Document extract:
- Born: September 7, 1815 Mansfield, Connecticut, U.S.
- Died: May 25, 1888 (aged 72) Dedham, Massachusetts, U.S.
- Occupation: Businessman

= Royal O. Storrs =

American businessman (1815–1888)

Royal Otis Storrs (September 7, 1815 – May 25, 1888) was an American businessman, banker, and mill owner.

==Personal life==
Storrs was born in Mansfield, Connecticut, and moved to Dedham, Massachusetts, in 1868. There he built a house on High Street, where the athletic field next to the Dedham Pool stands today.

His siblings included Charles and Augustus Storrs. Storrs had a 213-acre cattle farm east of Hartford, Connecticut. Storrs sold the farm, which he had inherited from his father, to his younger brother. Today that farm is the University of Connecticut.

With his wife, Lora, he had three children, including Frederick. The Boston Herald said in 1882 that he was "not a social man and... seldom seen in company."

==Career==
Storrs worked for many years at Samuel Slater's mill in Webster, Massachusetts. After moving to Dedham, first he leased the Merchant's Woolen Mill, and then he bought it in September 1875.

Additionally, he was vice president of the Dedham Institution for Savings and the first president of the Dedham Water Company.

===Mother Brook===
The Boston Herald said he "has always been looked upon as harsh with his help and overbearing generally in his disposition." During the East Dedham Strike of 1875, striking employees had particularly harsh words for Storrs. One said that he "has no more conscience than a mad dog. He has his spies in every room." Another said he had "ruined the town."

However, when employees hours were reduced during an economic downturn, he ordered two shipments of flour and sold them to employees "at the lowest possible figure, $8.50 a barrel... to lessen the cost of living while the mills are running on short time."

After working as the overseer of the Merchant Woolen Mill, he purchased it in 1875, along with 13 acres of land, the company's tenements and storehouses, and the water rights to the fourth privilege. He paid Charles and Edgar Harding $60,000 and renamed the company Storrs & Company. The company produced beaver cloth and cassimere.

In 1882, it was discovered that Storrs had falsified documents and was $437,500 in debt. Storrs declared bankruptcy before a standing room only crowd at the Norfolk County Courthouse. He was said to look "careworn" and "his eyes are deeply sunken, signifying meditative agony." A Supreme Court justice told a reporter that "Storrs is a good fellow, but he will like when he wants money."

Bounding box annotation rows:

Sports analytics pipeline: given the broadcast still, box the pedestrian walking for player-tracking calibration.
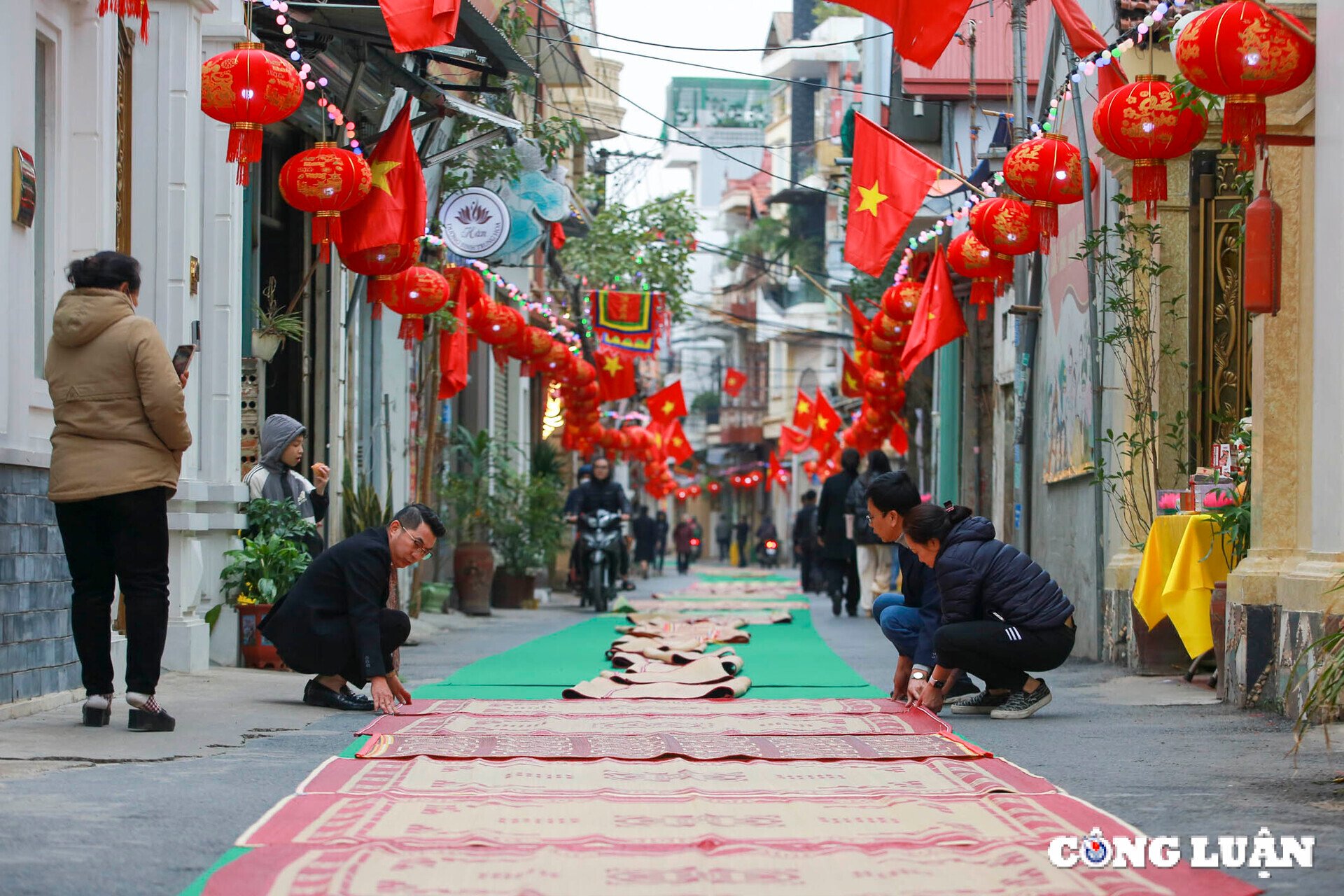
[904,503,1075,719]
[630,504,659,579]
[244,414,330,557]
[43,251,191,731]
[846,450,891,612]
[672,517,695,575]
[260,504,446,713]
[817,447,859,617]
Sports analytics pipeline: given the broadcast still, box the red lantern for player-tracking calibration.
[948,230,1014,320]
[200,41,304,184]
[1004,134,1097,255]
[1176,0,1316,171]
[970,196,1040,255]
[387,266,447,348]
[279,140,374,265]
[1093,75,1208,219]
[882,279,923,323]
[342,243,419,321]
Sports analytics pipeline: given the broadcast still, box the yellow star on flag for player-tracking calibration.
[855,180,887,218]
[368,161,400,196]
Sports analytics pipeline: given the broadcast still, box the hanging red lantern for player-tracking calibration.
[948,230,1014,320]
[340,243,419,321]
[387,265,447,349]
[279,140,374,265]
[1093,75,1208,220]
[200,41,304,186]
[1176,0,1316,171]
[970,196,1040,255]
[882,279,923,323]
[1004,134,1097,255]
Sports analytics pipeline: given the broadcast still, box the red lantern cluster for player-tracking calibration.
[200,41,304,184]
[1176,0,1316,171]
[1093,75,1208,219]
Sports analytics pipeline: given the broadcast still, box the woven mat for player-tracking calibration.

Exercise set:
- A) List every person other than Royal O. Storrs who is named in the Royal O. Storrs article.
- B) Quote the Royal O. Storrs article from "American businessman (1815–1888)" up to and including "University of Connecticut.".
- C) Answer these questions from the Royal O. Storrs article:
(i) In what year did Storrs move to Dedham, Massachusetts?
(ii) How much did Storrs pay Charles and Edgar Harding for the mill?
(iii) What did Storrs & Company produce?
The rows are not needed for any of the work that follows.

Task-by-task results:
- A)
Charles Storrs
Augustus Storrs
Lora
Frederick
Samuel Slater
Charles Harding
Edgar Harding

- B)
American businessman (1815–1888)

Royal Otis Storrs (September 7, 1815 – May 25, 1888) was an American businessman, banker, and mill owner.

==Personal life==
Storrs was born in Mansfield, Connecticut, and moved to Dedham, Massachusetts, in 1868. There he built a house on High Street, where the athletic field next to the Dedham Pool stands today.

His siblings included Charles and Augustus Storrs. Storrs had a 213-acre cattle farm east of Hartford, Connecticut. Storrs sold the farm, which he had inherited from his father, to his younger brother. Today that farm is the University of Connecticut.

- C)
(i) 1868
(ii) $60,000
(iii) Beaver cloth and cassimere